▸ What you are asked to do
Your task is to transcribe the data in full.

START Source records

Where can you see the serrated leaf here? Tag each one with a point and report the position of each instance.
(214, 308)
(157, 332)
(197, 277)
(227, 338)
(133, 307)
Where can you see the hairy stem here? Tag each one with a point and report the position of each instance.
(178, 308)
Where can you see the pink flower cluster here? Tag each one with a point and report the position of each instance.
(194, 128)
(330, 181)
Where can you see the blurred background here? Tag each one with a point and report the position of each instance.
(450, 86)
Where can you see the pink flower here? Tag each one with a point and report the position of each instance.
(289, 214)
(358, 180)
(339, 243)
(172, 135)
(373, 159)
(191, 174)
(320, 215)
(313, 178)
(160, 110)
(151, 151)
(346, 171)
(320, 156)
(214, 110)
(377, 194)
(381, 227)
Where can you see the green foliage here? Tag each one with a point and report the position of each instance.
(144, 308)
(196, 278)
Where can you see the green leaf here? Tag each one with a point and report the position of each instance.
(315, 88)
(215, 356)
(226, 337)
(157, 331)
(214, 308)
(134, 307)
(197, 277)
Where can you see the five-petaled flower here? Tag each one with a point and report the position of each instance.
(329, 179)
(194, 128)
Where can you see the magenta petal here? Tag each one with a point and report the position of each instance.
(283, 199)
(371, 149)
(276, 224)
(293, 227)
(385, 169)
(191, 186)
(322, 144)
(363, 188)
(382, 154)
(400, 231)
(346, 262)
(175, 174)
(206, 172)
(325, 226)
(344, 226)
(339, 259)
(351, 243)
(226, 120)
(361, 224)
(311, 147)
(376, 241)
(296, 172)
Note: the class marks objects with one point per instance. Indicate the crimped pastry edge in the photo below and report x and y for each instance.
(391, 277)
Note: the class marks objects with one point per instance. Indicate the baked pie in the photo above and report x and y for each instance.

END Source records

▸ The answer
Where can you see the serrated leaf here? Tag each one with a point and report the position of each instance.
(214, 308)
(157, 332)
(197, 277)
(227, 338)
(133, 307)
Where can you see the hairy stem here? Tag each one with a point and report the position of each instance.
(178, 308)
Where can you see the pink flower cluster here? Tag each one with a point and report the position of each instance.
(194, 128)
(330, 181)
Where can you see the blurred background here? Tag each one with a point and report the position of each instance.
(450, 86)
Where can you see the pink flower here? Tag each one with a point and report the position of each instance.
(289, 214)
(358, 180)
(339, 243)
(172, 135)
(373, 159)
(191, 174)
(320, 215)
(313, 178)
(160, 110)
(151, 151)
(346, 171)
(320, 156)
(214, 110)
(377, 194)
(381, 227)
Where can you see the green foliage here? Tag each one with a point and report the position of each instance.
(144, 308)
(196, 278)
Where can you see the green leaf here? Tag each one with a point and report the position of each instance.
(315, 88)
(215, 356)
(226, 337)
(157, 331)
(214, 308)
(134, 307)
(197, 277)
Where can you see the five-petaled flower here? Tag each one with a point and report the position of each instance.
(329, 179)
(194, 128)
Where can you see the magenta petal here? Tag each one with a point and report the position of each instance.
(283, 199)
(371, 149)
(276, 224)
(293, 227)
(385, 169)
(191, 186)
(322, 144)
(363, 188)
(382, 154)
(400, 231)
(346, 262)
(175, 174)
(206, 172)
(325, 226)
(344, 226)
(339, 259)
(351, 243)
(226, 120)
(361, 224)
(311, 147)
(376, 241)
(296, 172)
Note: the class marks objects with one point per instance. Indicate the crimped pastry edge in the photo below and report x and y for each instance.
(391, 277)
Note: the class marks objects with one point per instance. Indicate the baked pie in the photo above and report x and y for each instance.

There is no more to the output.